--- start Entries supplied ---

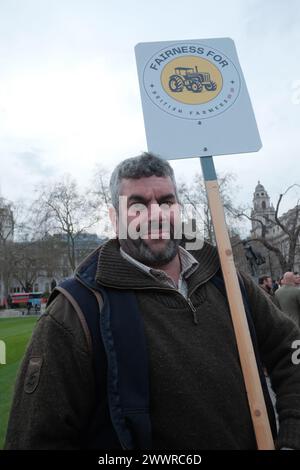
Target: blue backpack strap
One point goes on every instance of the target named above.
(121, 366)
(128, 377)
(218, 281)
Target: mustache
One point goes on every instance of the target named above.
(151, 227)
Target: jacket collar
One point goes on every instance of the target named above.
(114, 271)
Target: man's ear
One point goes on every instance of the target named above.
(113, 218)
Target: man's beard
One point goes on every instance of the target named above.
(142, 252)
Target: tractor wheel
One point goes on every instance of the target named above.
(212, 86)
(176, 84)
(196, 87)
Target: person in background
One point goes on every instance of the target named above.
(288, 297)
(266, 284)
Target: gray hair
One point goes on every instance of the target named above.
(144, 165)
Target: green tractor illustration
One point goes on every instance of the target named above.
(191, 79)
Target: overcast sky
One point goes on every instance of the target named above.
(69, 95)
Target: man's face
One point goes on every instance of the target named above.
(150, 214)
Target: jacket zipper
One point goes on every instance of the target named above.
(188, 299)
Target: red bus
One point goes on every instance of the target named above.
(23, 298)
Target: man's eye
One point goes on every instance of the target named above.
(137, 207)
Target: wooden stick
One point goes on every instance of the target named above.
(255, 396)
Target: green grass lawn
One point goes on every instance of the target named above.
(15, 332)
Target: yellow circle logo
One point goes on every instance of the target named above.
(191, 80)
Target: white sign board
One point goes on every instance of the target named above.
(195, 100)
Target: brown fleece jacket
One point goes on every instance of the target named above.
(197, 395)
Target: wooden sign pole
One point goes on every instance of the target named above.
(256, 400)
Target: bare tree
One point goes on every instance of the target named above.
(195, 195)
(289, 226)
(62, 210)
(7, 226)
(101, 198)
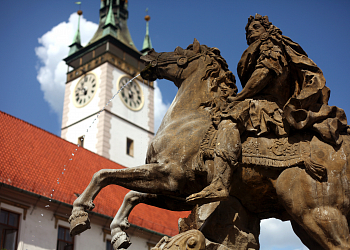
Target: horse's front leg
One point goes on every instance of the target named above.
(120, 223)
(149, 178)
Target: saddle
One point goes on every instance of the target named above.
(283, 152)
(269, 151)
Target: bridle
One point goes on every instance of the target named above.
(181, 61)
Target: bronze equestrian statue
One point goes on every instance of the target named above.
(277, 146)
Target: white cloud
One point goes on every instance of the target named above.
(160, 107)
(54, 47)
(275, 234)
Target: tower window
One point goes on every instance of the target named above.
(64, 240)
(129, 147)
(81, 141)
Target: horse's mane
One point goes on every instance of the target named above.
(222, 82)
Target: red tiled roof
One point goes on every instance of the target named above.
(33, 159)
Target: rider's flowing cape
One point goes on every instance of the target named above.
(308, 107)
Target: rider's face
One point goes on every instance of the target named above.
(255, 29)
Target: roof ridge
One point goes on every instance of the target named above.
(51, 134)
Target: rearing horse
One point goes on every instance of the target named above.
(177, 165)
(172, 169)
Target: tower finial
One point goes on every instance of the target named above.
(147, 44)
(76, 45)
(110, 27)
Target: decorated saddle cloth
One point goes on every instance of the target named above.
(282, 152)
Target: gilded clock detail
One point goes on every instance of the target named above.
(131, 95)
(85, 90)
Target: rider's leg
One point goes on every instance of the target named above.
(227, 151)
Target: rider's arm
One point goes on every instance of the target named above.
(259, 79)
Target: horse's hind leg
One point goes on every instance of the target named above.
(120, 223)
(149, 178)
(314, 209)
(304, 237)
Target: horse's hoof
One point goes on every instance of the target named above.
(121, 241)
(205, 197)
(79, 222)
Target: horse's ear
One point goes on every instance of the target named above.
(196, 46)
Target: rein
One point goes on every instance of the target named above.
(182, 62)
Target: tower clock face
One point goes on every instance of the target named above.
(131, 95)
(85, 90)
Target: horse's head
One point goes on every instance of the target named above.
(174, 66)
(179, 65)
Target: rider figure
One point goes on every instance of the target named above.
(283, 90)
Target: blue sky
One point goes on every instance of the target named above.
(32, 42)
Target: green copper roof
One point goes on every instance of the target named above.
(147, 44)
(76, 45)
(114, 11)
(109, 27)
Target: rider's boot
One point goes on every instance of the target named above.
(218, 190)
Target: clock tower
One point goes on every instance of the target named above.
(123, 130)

--- end Entries supplied ---

- **Instruction**
Please write out every line of the stretch from the line containing "Target: rider's arm" through the end of the entries, and increase each coordinate by 109.

- **The solution**
Target: rider's arm
One point goes on every instance of the target named above.
(368, 188)
Target: horse's hind leg
One point goes on every instance of the target named above.
(229, 332)
(258, 287)
(423, 318)
(413, 346)
Target: horse's hoof
One point goes on every instance of the target named above.
(230, 350)
(314, 306)
(188, 331)
Target: horse's ear
One point goes on every instance of the target named above.
(305, 155)
Target: rein
One point goes on every instance of the target named above.
(291, 171)
Target: tower clock face
One point goes on every instance of the target named above.
(240, 204)
(194, 199)
Target: horse's head
One point goes on every instance of the target named above.
(283, 175)
(288, 174)
Target: rider figure
One point goes on every instance of the target named above.
(392, 199)
Target: blue sky
One point goes on every instance of the target named above.
(141, 151)
Target: green copper roof
One point goes on every instance of the target named above.
(256, 153)
(185, 154)
(223, 120)
(218, 136)
Target: rider's boot
One point goes on every instance of the target named above.
(327, 299)
Target: clock tower
One point goes on every instance of the target named above.
(232, 239)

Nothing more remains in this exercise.